··· Teks Bacaan

Menurut data Statistik Fintech Lending yang dipublikasi oleh Otoritas Jasa Keuangan (OJK), penurunan Tingkat Keberhasilan Bayar 90 Hari (TKB90) Fintech Lending pada Juli 2020 mencapai 5,61% dari tahun sebelumnya. TKB90 merupakan salah satu indikator keberhasilan pembayaran borrower atau peminjam dalam jangka waktu 90 hari.

BACA JUGA: Potensi Besar, Gen Z Jadi Rebutan Para Pemain P2P Lending

Amira menambahkan selain meningkatkan pengawasan, beberapa hal ini dapat dilakukan untuk mengurangi risiko gagal bayar, yaitu platform P2P lending dapat diwajibkan untuk mengejar pinjaman yang menunggak dari borrower dan menuntaskan pembayaran kepada lenders sebelum kembali menyalurkan pinjaman baru. Kriteria borrower yang memiliki histori kredit bermasalah juga dapat dievaluasi kembali untuk penyaluran pinjaman ke depannya. 

Pemanfaatan Sistem Layanan Informasi Keuangan (SLIK) dan Pusat Data Fintech Lending (Pusdafil) yang dikelola oleh OJK juga dapat ditingkatkan, khususnya untuk penerapan manajemen risiko kredit atau pembiayaan. Saat ini, data pinjaman fintech lending tidak dicantumkan dalam SLIK.

OJK telah mewajibkan penyelenggara fintech untuk menyampaikan data transaksi pendanaan pada Pusat Data Fintech Lending (Pusdafil) melalui POJK Nomor 10 /POJK.05/2022 tentang Layanan Pendanaan Bersama Berbasis Teknologi Informasi. Namun, perlu adanya integrasi Pusdafil dengan SLIK sehingga pemanfaatan data real-time terkait pengguna, transaksi pendanaan dan kualitas pendanaan dapat ditingkatkan oleh platform fintech maupun badan pengawas dalam untuk menyusun mitigasi risiko non-performing loans. 

Walaupun begitu, Amira menekankan pentingnya sosialisasi dan literasi berkala terhadap risiko-risiko yang melekat pada tipe pembiayaan P2P lending, terutama terhadap lender potensial.

“Hal ini dapat meningkatkan pengetahuan masyarakat secara utuh agar dapat membuat keputusan yang dapat dipertanggungjawabkan ketika berinvestasi di P2P,” tuturnya.

······

Tugas Anda: Tuliskan ulang secara persis bagian teks tentang fintech lending yang dimulai dengan "Pemanfaatan Sistem Layanan" dan berlanjut hingga "risiko non-performing loans.". Catatan-catatan di bawah ini adalah bahan tersendiri, terpisah dari teks tentang fintech lending.

··· Daftar Data

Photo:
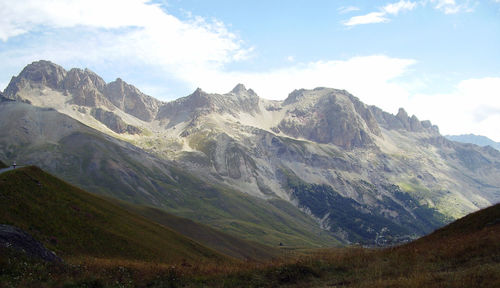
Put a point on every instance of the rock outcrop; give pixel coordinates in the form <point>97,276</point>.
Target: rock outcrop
<point>402,121</point>
<point>17,239</point>
<point>84,88</point>
<point>329,116</point>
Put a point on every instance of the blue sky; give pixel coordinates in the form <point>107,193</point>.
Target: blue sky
<point>439,59</point>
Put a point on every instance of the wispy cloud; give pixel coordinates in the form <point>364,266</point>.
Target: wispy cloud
<point>348,9</point>
<point>136,28</point>
<point>452,7</point>
<point>475,103</point>
<point>370,18</point>
<point>395,8</point>
<point>381,16</point>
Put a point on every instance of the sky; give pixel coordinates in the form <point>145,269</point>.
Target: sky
<point>438,59</point>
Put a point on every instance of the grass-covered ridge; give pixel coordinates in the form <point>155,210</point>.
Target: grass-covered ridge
<point>463,254</point>
<point>76,224</point>
<point>212,238</point>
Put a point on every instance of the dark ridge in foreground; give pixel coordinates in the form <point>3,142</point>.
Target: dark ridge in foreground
<point>76,224</point>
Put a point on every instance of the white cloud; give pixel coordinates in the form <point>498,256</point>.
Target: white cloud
<point>370,18</point>
<point>195,52</point>
<point>395,8</point>
<point>381,15</point>
<point>121,28</point>
<point>452,7</point>
<point>348,9</point>
<point>472,107</point>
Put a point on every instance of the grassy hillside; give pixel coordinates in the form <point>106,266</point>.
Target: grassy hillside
<point>76,224</point>
<point>212,238</point>
<point>98,163</point>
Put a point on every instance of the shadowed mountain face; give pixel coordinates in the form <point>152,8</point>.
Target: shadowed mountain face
<point>359,173</point>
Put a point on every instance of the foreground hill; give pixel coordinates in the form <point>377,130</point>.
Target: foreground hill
<point>76,224</point>
<point>104,165</point>
<point>320,162</point>
<point>464,254</point>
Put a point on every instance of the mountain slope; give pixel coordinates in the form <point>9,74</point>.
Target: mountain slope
<point>394,168</point>
<point>77,224</point>
<point>104,165</point>
<point>474,139</point>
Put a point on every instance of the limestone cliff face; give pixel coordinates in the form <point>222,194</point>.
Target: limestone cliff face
<point>83,88</point>
<point>113,121</point>
<point>200,103</point>
<point>323,150</point>
<point>329,116</point>
<point>132,101</point>
<point>402,121</point>
<point>38,74</point>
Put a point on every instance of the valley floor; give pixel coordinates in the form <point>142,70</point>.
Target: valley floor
<point>460,260</point>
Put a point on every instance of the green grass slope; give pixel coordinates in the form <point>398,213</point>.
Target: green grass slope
<point>103,165</point>
<point>212,238</point>
<point>77,224</point>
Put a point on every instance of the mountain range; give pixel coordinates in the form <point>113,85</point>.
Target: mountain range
<point>318,168</point>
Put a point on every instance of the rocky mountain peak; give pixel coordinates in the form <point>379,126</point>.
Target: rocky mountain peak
<point>239,88</point>
<point>131,100</point>
<point>402,114</point>
<point>39,73</point>
<point>329,116</point>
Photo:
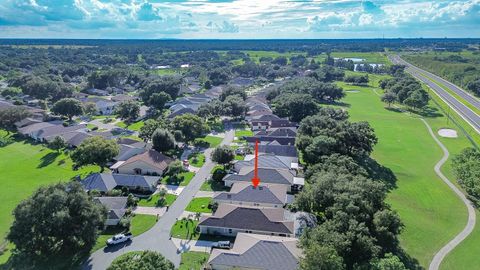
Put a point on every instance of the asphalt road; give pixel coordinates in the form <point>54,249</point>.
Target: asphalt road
<point>466,113</point>
<point>158,237</point>
<point>445,250</point>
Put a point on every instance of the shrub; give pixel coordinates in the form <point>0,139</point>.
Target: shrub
<point>218,174</point>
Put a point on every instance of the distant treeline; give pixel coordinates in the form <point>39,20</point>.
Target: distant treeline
<point>312,46</point>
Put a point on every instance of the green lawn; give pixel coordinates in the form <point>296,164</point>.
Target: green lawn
<point>196,159</point>
<point>154,200</point>
<point>199,204</point>
<point>210,185</point>
<point>24,168</point>
<point>182,179</point>
<point>91,126</point>
<point>239,157</point>
<point>243,132</point>
<point>193,260</point>
<point>213,141</point>
<point>138,225</point>
<point>370,57</point>
<point>185,229</point>
<point>431,212</point>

······

Contoh Jawaban:
Pemanfaatan Sistem Layanan Informasi Keuangan (SLIK) dan Pusat Data Fintech Lending (Pusdafil) yang dikelola oleh OJK juga dapat ditingkatkan, khususnya untuk penerapan manajemen risiko kredit atau pembiayaan. Saat ini, data pinjaman fintech lending tidak dicantumkan dalam SLIK.

OJK telah mewajibkan penyelenggara fintech untuk menyampaikan data transaksi pendanaan pada Pusat Data Fintech Lending (Pusdafil) melalui POJK Nomor 10 /POJK.05/2022 tentang Layanan Pendanaan Bersama Berbasis Teknologi Informasi. Namun, perlu adanya integrasi Pusdafil dengan SLIK sehingga pemanfaatan data real-time terkait pengguna, transaksi pendanaan dan kualitas pendanaan dapat ditingkatkan oleh platform fintech maupun badan pengawas dalam untuk menyusun mitigasi risiko non-performing loans.